Requirement ▸
The lines to extract begin at the line that contains "Guideline: for each instance of the short" and run through the last line of the listing; reproduce them exactly, minus any pictures.

Data extract ▸
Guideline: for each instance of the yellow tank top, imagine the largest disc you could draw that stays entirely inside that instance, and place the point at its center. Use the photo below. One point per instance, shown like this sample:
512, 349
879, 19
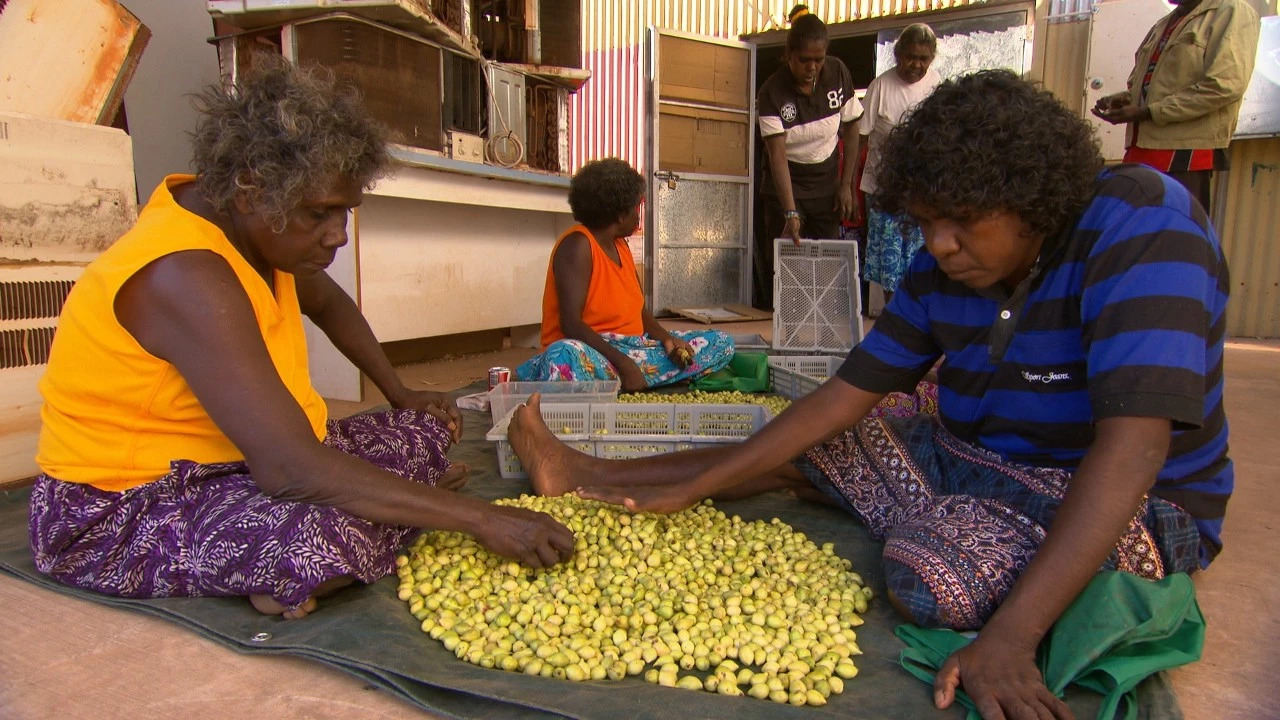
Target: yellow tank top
115, 415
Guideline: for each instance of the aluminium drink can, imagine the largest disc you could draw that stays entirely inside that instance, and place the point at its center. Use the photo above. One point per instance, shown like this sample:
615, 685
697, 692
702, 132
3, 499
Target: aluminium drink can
498, 374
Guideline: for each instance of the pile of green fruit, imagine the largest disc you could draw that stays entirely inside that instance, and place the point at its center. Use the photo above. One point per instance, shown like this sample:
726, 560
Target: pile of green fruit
775, 402
693, 600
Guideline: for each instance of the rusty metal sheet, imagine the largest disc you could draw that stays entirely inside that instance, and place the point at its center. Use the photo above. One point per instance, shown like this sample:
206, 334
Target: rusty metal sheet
68, 59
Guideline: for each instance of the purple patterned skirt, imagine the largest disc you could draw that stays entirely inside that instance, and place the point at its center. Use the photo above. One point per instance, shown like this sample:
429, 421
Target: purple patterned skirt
959, 523
209, 531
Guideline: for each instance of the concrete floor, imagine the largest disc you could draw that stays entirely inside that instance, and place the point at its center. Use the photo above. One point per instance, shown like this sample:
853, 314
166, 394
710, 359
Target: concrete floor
64, 657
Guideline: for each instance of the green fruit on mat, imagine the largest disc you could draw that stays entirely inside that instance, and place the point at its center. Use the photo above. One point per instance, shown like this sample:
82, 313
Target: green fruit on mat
754, 607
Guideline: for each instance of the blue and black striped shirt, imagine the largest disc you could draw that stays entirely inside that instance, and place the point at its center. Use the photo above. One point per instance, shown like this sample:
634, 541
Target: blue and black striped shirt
1124, 317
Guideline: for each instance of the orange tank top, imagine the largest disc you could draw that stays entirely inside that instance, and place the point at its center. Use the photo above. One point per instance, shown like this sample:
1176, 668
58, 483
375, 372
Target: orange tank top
615, 302
115, 415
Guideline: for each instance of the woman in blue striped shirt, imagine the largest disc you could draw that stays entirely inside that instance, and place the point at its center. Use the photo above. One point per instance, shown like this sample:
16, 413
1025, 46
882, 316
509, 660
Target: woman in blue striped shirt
1078, 315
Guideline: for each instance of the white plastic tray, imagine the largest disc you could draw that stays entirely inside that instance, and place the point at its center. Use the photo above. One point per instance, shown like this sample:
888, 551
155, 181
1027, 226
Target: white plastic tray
817, 305
631, 429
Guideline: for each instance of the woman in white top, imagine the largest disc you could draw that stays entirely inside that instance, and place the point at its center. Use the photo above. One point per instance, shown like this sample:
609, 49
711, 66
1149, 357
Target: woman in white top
890, 242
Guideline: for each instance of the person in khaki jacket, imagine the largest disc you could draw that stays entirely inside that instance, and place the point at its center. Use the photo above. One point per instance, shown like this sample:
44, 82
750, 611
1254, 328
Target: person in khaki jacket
1184, 92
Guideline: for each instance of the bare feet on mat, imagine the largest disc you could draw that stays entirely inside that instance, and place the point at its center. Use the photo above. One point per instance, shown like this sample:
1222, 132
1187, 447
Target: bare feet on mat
547, 460
455, 477
266, 605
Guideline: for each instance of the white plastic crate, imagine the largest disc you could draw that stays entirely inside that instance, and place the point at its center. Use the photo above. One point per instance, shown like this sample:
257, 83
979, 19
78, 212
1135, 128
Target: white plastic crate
631, 429
796, 376
504, 396
817, 305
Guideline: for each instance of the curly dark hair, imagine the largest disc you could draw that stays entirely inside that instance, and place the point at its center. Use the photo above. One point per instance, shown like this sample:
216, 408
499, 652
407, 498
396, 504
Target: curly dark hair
804, 30
280, 133
991, 141
604, 190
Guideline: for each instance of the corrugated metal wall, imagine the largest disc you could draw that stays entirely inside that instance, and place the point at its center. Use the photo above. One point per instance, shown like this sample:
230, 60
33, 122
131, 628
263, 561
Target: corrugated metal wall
1251, 237
608, 112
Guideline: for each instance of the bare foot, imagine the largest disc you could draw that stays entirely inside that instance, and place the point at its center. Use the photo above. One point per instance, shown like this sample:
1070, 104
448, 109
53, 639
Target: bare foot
549, 463
455, 477
268, 605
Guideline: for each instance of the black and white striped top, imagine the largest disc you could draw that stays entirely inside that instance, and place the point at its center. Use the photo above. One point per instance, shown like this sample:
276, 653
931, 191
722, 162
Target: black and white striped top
810, 123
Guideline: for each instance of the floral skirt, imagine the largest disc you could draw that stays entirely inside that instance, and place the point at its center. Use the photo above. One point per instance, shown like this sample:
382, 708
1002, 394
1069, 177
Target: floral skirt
209, 531
575, 360
959, 523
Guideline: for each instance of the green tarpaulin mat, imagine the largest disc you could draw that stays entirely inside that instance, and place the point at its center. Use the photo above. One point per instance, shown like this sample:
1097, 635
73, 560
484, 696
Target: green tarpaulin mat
368, 632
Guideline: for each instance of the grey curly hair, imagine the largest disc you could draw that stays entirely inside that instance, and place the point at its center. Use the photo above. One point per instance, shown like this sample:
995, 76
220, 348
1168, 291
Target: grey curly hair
280, 135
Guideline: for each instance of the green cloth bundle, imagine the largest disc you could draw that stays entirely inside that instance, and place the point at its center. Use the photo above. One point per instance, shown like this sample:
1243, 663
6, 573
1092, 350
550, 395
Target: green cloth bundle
746, 372
1119, 630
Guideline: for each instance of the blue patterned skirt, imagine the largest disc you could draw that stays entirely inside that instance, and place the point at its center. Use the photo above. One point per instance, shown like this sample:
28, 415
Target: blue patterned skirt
209, 531
892, 241
575, 360
959, 523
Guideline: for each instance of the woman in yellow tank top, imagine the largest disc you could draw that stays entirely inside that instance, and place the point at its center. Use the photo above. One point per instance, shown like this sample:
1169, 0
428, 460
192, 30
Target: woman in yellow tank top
184, 451
595, 326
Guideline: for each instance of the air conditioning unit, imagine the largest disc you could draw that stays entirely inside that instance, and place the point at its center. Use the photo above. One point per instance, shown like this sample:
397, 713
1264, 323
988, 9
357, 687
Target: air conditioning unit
67, 191
466, 146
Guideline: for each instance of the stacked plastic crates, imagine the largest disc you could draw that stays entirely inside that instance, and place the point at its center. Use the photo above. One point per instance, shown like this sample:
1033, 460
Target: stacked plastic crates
817, 310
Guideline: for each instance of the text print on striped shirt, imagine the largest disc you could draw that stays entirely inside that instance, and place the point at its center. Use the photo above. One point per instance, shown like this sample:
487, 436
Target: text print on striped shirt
1046, 377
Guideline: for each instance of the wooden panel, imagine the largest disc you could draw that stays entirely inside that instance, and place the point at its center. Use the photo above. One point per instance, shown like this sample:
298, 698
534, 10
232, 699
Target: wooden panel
65, 188
703, 72
19, 422
398, 77
68, 59
1066, 49
696, 140
410, 16
561, 32
442, 267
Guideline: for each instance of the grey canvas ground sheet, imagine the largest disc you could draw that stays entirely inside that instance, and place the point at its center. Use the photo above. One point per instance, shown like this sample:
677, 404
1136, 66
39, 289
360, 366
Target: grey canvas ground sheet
368, 632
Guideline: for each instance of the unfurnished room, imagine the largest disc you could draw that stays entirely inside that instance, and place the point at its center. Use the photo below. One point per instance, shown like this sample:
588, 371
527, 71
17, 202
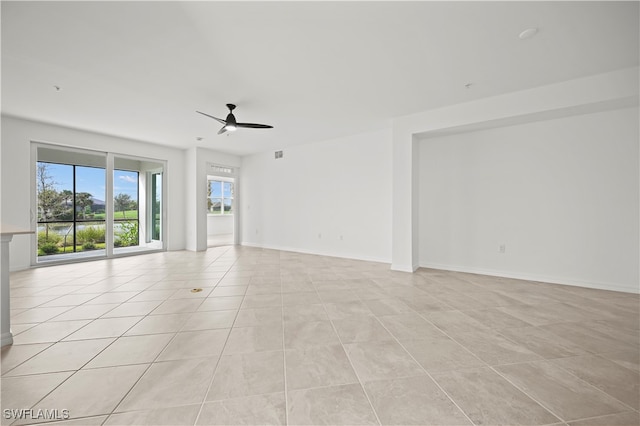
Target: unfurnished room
320, 213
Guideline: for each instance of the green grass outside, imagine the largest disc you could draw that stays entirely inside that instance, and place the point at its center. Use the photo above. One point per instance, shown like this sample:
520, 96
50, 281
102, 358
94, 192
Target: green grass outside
128, 214
69, 249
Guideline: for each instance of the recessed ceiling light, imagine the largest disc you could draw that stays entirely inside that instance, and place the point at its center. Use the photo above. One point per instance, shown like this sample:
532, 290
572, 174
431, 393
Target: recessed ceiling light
528, 33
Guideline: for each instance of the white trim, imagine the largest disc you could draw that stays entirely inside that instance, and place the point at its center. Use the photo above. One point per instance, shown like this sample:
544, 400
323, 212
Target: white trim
403, 268
534, 277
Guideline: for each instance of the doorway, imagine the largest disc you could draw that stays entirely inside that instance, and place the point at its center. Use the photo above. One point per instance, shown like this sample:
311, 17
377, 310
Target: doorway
221, 207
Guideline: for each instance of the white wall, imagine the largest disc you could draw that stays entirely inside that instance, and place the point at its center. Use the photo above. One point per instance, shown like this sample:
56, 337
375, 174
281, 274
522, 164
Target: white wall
17, 135
616, 89
561, 194
331, 198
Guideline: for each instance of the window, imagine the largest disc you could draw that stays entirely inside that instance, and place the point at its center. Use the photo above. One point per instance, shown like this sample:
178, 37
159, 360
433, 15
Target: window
71, 209
92, 204
125, 208
220, 197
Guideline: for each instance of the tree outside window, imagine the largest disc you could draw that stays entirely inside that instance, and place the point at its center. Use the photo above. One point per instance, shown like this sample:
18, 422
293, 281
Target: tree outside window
220, 197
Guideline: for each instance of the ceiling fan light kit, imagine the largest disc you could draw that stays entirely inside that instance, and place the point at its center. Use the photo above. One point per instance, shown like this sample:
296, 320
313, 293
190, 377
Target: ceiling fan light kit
230, 124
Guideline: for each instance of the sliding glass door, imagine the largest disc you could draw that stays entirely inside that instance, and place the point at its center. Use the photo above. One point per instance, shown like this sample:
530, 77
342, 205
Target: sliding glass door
81, 213
70, 194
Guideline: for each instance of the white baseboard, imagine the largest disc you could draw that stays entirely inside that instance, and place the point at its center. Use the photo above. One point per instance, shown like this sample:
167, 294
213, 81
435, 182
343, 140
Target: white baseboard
534, 277
404, 268
315, 252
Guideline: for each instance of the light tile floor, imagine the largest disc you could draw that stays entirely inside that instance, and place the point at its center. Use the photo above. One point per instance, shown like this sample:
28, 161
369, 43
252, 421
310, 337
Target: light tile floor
285, 338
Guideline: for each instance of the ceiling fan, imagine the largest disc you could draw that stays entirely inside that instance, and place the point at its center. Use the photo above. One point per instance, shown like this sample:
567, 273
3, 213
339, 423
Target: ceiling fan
230, 124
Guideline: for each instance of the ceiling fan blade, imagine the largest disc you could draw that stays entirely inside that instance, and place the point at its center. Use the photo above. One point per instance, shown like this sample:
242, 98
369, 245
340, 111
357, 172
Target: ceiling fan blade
221, 121
254, 126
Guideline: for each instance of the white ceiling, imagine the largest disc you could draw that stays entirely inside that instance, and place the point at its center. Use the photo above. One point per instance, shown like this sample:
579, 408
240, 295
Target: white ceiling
313, 70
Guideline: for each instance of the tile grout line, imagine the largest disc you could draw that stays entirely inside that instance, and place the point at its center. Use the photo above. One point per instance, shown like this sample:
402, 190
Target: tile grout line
355, 372
284, 355
215, 369
427, 372
493, 369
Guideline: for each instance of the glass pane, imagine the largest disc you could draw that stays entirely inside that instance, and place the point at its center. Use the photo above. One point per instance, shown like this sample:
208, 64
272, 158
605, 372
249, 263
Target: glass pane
90, 191
125, 233
156, 208
54, 185
227, 206
215, 205
55, 238
125, 190
215, 188
90, 236
228, 189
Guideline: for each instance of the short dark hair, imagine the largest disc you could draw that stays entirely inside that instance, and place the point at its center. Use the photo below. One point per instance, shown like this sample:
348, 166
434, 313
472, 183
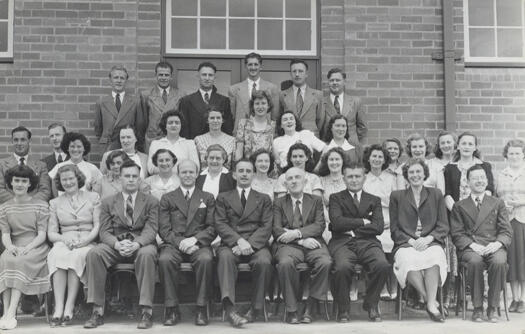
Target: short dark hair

Written response ▸
Guideline: for each instance of the short dark hair, imagine the largest disc you could draw that stays entirely inside that instance, and place the point at its center. Use the photo below. One point per instance, shown like this sample:
348, 166
434, 313
472, 183
Target: short dark hair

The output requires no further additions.